DIRECTIONS FOR THIS TASK –
Only the text of the records belongs in the answer, copied exactly and without pictures.

MATERIAL FOR THIS EXERCISE –
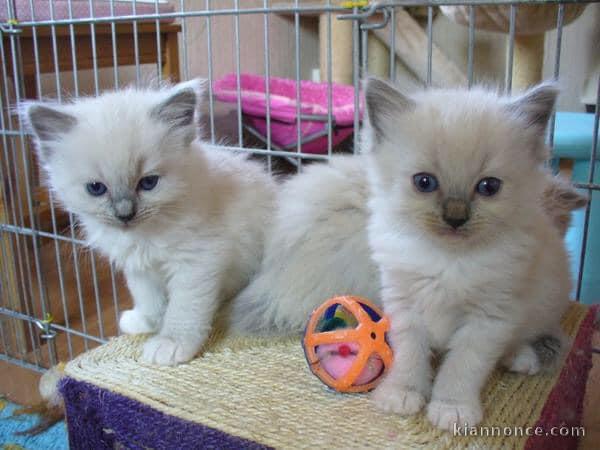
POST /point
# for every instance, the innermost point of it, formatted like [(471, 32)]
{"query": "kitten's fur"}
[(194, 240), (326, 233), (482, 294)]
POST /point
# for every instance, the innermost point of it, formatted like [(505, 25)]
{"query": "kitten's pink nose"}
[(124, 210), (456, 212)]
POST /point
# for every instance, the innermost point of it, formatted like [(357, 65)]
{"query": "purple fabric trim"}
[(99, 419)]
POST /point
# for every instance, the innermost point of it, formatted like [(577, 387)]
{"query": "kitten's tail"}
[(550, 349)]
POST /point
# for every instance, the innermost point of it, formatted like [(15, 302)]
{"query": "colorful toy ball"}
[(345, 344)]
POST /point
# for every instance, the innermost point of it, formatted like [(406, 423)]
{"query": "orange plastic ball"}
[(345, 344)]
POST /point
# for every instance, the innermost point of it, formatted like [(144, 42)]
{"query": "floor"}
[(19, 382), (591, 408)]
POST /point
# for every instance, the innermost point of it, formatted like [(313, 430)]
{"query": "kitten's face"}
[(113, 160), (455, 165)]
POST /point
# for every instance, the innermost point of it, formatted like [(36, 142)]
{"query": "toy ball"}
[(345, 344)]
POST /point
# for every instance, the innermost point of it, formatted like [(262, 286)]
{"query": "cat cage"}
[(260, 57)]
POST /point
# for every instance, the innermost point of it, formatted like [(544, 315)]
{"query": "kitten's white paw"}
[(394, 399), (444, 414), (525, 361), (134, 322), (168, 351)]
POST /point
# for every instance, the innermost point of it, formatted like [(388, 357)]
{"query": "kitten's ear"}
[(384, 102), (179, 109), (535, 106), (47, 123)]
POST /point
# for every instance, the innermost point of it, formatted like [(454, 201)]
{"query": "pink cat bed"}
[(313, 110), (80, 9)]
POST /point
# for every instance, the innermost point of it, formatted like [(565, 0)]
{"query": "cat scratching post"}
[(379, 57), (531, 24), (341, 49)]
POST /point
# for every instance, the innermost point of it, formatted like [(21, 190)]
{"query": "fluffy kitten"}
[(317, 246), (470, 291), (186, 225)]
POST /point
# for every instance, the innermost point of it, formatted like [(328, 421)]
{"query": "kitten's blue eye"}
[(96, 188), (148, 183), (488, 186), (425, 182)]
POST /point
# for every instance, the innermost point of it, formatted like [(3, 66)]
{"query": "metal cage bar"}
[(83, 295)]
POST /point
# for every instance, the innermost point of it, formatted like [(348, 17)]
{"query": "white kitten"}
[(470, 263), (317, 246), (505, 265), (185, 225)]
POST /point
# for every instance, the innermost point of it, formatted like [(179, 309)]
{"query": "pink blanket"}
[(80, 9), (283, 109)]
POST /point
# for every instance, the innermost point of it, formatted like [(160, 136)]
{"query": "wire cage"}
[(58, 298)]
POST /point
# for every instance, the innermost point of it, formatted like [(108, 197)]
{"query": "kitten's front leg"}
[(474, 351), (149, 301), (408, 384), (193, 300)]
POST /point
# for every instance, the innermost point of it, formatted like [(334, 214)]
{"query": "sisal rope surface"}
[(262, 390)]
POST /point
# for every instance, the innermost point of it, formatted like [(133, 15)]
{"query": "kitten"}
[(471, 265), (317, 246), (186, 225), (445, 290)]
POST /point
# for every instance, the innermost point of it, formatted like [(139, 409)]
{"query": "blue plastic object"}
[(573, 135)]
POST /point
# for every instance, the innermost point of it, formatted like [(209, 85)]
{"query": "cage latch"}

RESULT OF THE EXERCISE –
POST /point
# for every instance, the innermost point of it, formatted like [(471, 32)]
{"query": "kitten's fur"}
[(194, 240), (326, 233), (482, 294)]
POST /point
# for every instance, the innermost point of it, formatted like [(505, 25)]
{"query": "kitten's pink nose"}
[(124, 210), (456, 212)]
POST /point
# for every instance, the innermost point of it, formatted like [(357, 65)]
{"query": "purple fabric trim"}
[(99, 419)]
POST /point
# for every instance, the innermost point of it, formatted like [(577, 387)]
{"query": "kitten's tail"}
[(550, 349)]
POST /point
# for every instance, the innermost point of it, formatted like [(15, 302)]
{"query": "colorful toy ball"}
[(345, 344)]
POST /point
# for every instance, the innermost point of it, formatted like [(406, 423)]
{"query": "orange plastic ball"}
[(345, 344)]
POST /point
# for every instance, the innermost point of it, formatted like [(144, 42)]
{"query": "floor"}
[(19, 382), (591, 408)]
POST /point
# for every instance, the innermost point of it, formatted like [(313, 430)]
{"query": "kitten's face"}
[(113, 160), (455, 165)]
POST /point
# for every instance, the innermost point of it, formatted like [(36, 142)]
{"query": "toy ball"}
[(345, 344)]
POST /point
# for every instance, the innermost point of it, formatted like [(262, 286)]
{"query": "cat cage"}
[(260, 57)]
POST /point
# for every instance, the innermost point of it, formatted like [(544, 315)]
{"query": "kitten's white paw"}
[(394, 399), (444, 414), (525, 361), (134, 322), (168, 351)]
POST /point
# for every instance, the innermost point of it, formatted like [(388, 357)]
{"query": "kitten's ear"}
[(384, 102), (179, 109), (535, 106), (47, 123)]
POST /point
# for every instance, the innermost point of it, formatted like [(454, 201)]
{"query": "pink cat bed"}
[(313, 110), (80, 9)]
POST /point
# for every instance, the innermost point of it, formatted like [(565, 0)]
{"query": "cat scratching post"}
[(379, 57), (531, 24), (341, 49)]
POST /point
# for every instance, the innermost point of it, formatted like [(21, 190)]
{"query": "fluffy kitten"}
[(317, 246), (470, 291), (186, 225)]
POST /point
# for every instance, the innermost point of it, formatted like [(328, 421)]
{"query": "kitten's blue eye"}
[(96, 188), (148, 183), (488, 186), (425, 182)]
POST /point
# for every instance, the innermost point of it, formatted like [(3, 66)]
{"query": "metal cage bar"}
[(83, 295)]
POST /point
# for every instance, the innermost point of it, formatted like [(348, 17)]
{"query": "white kitten"}
[(470, 263), (317, 246), (505, 265), (185, 225)]
POST /point
# for every instance, the innermost point of it, formatted like [(179, 309)]
{"query": "pink blanket"}
[(80, 9), (283, 109)]
POST /point
# for every instance, the innermost point of it, formatted like [(160, 136)]
{"query": "wire cage"}
[(58, 298)]
POST /point
# for every instance, the innermost point of it, formatted like [(108, 197)]
{"query": "kitten's front leg"}
[(474, 351), (149, 301), (408, 384), (193, 300)]
POST /point
# for every instance, the innermost point of it, formatted like [(334, 214)]
{"query": "sisal rope surface"}
[(262, 390)]
POST /point
# for every instance, the innermost point of it, formatted like [(133, 15)]
{"query": "kitten"}
[(471, 265), (317, 246), (186, 225), (445, 290)]
POST /point
# for every instance, the innermost point of it, formatted like [(139, 409)]
{"query": "blue plastic object"}
[(573, 135)]
POST /point
# for every instance, the innermost point of it, formatted like [(209, 85)]
{"query": "cage latch"}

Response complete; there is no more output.